→ **ABOUT THIS EXERCISE**
Every record, from the first to the last, is to be printed again exactly.

→ **INPUT FOR THIS TASK**
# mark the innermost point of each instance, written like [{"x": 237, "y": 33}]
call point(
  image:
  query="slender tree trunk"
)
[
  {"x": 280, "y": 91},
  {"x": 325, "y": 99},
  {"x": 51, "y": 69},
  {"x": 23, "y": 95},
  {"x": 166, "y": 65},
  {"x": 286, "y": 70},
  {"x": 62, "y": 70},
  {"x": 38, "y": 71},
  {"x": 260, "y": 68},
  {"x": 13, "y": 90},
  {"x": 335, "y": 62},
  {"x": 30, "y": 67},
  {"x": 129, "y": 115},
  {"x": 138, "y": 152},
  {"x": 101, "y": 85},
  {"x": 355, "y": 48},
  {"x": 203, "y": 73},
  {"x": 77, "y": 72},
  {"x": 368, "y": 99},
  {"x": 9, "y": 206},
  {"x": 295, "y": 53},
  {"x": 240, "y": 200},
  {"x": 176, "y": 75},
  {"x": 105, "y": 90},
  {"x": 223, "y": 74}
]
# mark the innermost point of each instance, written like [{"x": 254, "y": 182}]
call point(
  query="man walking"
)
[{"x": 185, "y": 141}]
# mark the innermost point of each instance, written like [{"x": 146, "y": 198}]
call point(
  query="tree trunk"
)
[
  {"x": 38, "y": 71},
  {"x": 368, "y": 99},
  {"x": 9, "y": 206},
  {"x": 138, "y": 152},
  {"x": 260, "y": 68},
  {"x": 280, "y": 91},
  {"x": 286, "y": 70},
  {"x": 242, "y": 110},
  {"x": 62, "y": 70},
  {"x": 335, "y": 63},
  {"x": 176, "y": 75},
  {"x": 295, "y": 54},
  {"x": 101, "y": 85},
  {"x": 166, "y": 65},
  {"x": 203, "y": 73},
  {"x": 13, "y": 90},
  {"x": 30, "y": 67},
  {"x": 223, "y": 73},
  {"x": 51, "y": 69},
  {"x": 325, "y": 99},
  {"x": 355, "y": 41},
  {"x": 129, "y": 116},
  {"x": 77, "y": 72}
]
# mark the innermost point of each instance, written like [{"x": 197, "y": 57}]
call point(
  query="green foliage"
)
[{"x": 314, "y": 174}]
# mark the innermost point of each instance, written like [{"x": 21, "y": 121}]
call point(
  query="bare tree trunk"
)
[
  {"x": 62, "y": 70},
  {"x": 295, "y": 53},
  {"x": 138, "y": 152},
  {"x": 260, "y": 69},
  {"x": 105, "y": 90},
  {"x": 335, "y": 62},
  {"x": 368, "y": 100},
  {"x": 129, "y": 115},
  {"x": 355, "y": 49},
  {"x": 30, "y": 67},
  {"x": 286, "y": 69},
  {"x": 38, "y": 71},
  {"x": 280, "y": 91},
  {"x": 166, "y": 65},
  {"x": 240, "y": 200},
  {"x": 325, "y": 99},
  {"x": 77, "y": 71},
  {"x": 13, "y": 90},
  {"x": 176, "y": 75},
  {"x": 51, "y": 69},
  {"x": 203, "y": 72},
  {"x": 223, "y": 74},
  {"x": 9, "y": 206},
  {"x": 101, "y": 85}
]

→ **OUTPUT OF THE TASK**
# mark the innermost point of each instance, written like [{"x": 237, "y": 33}]
call point(
  image:
  query="slender tree trunk"
)
[
  {"x": 280, "y": 91},
  {"x": 325, "y": 99},
  {"x": 51, "y": 69},
  {"x": 23, "y": 95},
  {"x": 166, "y": 65},
  {"x": 286, "y": 70},
  {"x": 62, "y": 70},
  {"x": 38, "y": 71},
  {"x": 260, "y": 68},
  {"x": 13, "y": 90},
  {"x": 335, "y": 62},
  {"x": 30, "y": 67},
  {"x": 129, "y": 115},
  {"x": 138, "y": 152},
  {"x": 101, "y": 85},
  {"x": 355, "y": 48},
  {"x": 203, "y": 73},
  {"x": 77, "y": 72},
  {"x": 368, "y": 99},
  {"x": 9, "y": 206},
  {"x": 295, "y": 53},
  {"x": 240, "y": 200},
  {"x": 176, "y": 75},
  {"x": 105, "y": 90},
  {"x": 223, "y": 74}
]
# mark the innermost point of each instance, written like [{"x": 254, "y": 182}]
call point(
  query="man walking"
)
[{"x": 185, "y": 141}]
# mark the innermost point of each instance, written like [{"x": 146, "y": 198}]
call point(
  query="tree trunk"
)
[
  {"x": 38, "y": 71},
  {"x": 368, "y": 99},
  {"x": 9, "y": 206},
  {"x": 138, "y": 152},
  {"x": 260, "y": 68},
  {"x": 280, "y": 91},
  {"x": 286, "y": 70},
  {"x": 242, "y": 110},
  {"x": 62, "y": 70},
  {"x": 335, "y": 63},
  {"x": 176, "y": 75},
  {"x": 295, "y": 54},
  {"x": 101, "y": 85},
  {"x": 166, "y": 65},
  {"x": 203, "y": 73},
  {"x": 13, "y": 90},
  {"x": 30, "y": 67},
  {"x": 223, "y": 73},
  {"x": 51, "y": 69},
  {"x": 325, "y": 99},
  {"x": 355, "y": 41},
  {"x": 129, "y": 116},
  {"x": 77, "y": 72}
]
# mark the innermost point of each instance, written like [{"x": 197, "y": 57}]
call point(
  query="green foliage"
)
[{"x": 314, "y": 174}]
# mark the innermost point of each instance, written like [{"x": 21, "y": 121}]
call point(
  query="bare tree trunk"
)
[
  {"x": 62, "y": 70},
  {"x": 295, "y": 53},
  {"x": 138, "y": 152},
  {"x": 260, "y": 69},
  {"x": 105, "y": 90},
  {"x": 335, "y": 62},
  {"x": 368, "y": 100},
  {"x": 129, "y": 115},
  {"x": 355, "y": 49},
  {"x": 30, "y": 67},
  {"x": 286, "y": 69},
  {"x": 38, "y": 71},
  {"x": 280, "y": 91},
  {"x": 166, "y": 65},
  {"x": 240, "y": 200},
  {"x": 325, "y": 99},
  {"x": 77, "y": 71},
  {"x": 13, "y": 90},
  {"x": 176, "y": 75},
  {"x": 51, "y": 69},
  {"x": 203, "y": 72},
  {"x": 223, "y": 74},
  {"x": 9, "y": 206},
  {"x": 101, "y": 85}
]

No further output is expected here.